• What you will do
**a)** Answer these questions using the text on avoiding sameness:
(i) In the text, which Confucian ideal does 因才樂育 echo?
(ii) Which two modern Chinese words does the text give as preserving the negative charge of 混?
(iii) According to the text, what does 猶 add to 猶如?
**b)** Reproduce the part of the text on avoiding sameness from "猶如 (yóu rú)" to "metaphor but equivalence." without any changes.

• Extracted text
_ _ _ _ _ _ _

Day 4 Avoiding Sameness
一物有一物之味,不可混而同之。Yī wù yǒu yī wù zhī wèi, bù kě hùn ér tóng zhī.
猶如聖人設教,因才樂育,不拘一律。 Yóu rú shèngrén shè jiào, yīn cái lè yù, bù jū yī lǜ.
“Each ingredient has its own flavor; they must not be muddled together into sameness. It is like the sage establishing his teaching: nurturing each talent joyfully according to its nature, never bound to a single rule.”
— 隨園食單·須知單·變換須知 (Menu of the Sui Garden, “Essential Knowledge: Variation”) by Yuan Mei (袁枚)
Yuan Mei makes the cook a sage structurally. The sage reads each student’s nature and adapts. The cook reads each ingredient’s nature and adapts.
Unpacking the sentence:
混 (hùn) — to muddle, to blur distinctions → It implies a loss of identity. The water becomes cloudy; the boundaries disappear. Modern Chinese preserves this negative charge: 混亂 (chaos), 混淆 (to confuse). The distinction between 配 (pairing with respect) and 混 (muddling into sameness) is the core of his aesthetic.
而 (ér) — and thereby, and thus → 而 connects cause to consequence. Key Function Word. This is 而 in its sequential-resultative function, different from the adversative 而 (”but”).
猶如 (yóu rú) — just as, it is exactly like → Stronger than simple 如 (like). 猶 adds emphasis: “it is precisely as if.” The connector 猶如 insists this is not metaphor but equivalence.
因 (yīn) — according to, following → Key Function Word, different from common modern Chinese 因, which is a Conjunction: because / since (causal)
因才樂育 (yīn cái lè yù) — to joyfully nurture each according to their talent → 才 = talent, natural ability; 樂 = joyfully, with delight; 育 = to nurture, to cultivate. The phrase echoes the Confucian ideal of 因材施教 (teach according to individual aptitude)
拘 (jū) — to confine, to restrict, to be bound by → 拘 suggests being physically restrained. Modern Chinese preserves 拘 in 拘束 (constrained), 不拘小節 (not fussed about trifles).

_ _ _ _ _ _ _

• Given data
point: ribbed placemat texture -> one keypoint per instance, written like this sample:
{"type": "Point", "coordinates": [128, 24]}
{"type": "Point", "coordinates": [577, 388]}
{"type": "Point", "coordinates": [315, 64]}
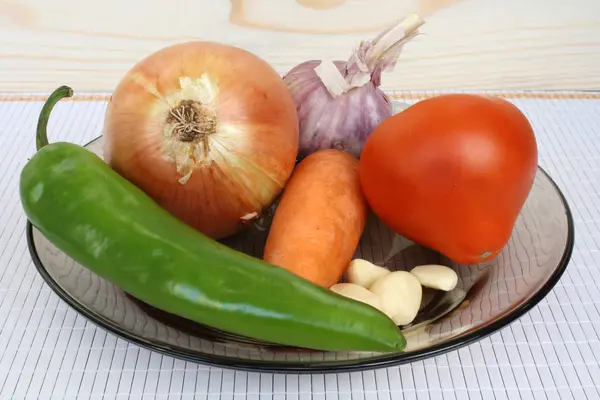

_ _ _ _ _ _ _

• Per-task answers
**a)**
(i) 因材施教 (teach according to individual aptitude)
(ii) 混亂 (chaos) and 混淆 (to confuse)
(iii) Emphasis: "it is precisely as if."

**b)**
猶如 (yóu rú) — just as, it is exactly like → Stronger than simple 如 (like). 猶 adds emphasis: “it is precisely as if.” The connector 猶如 insists this is not metaphor but equivalence.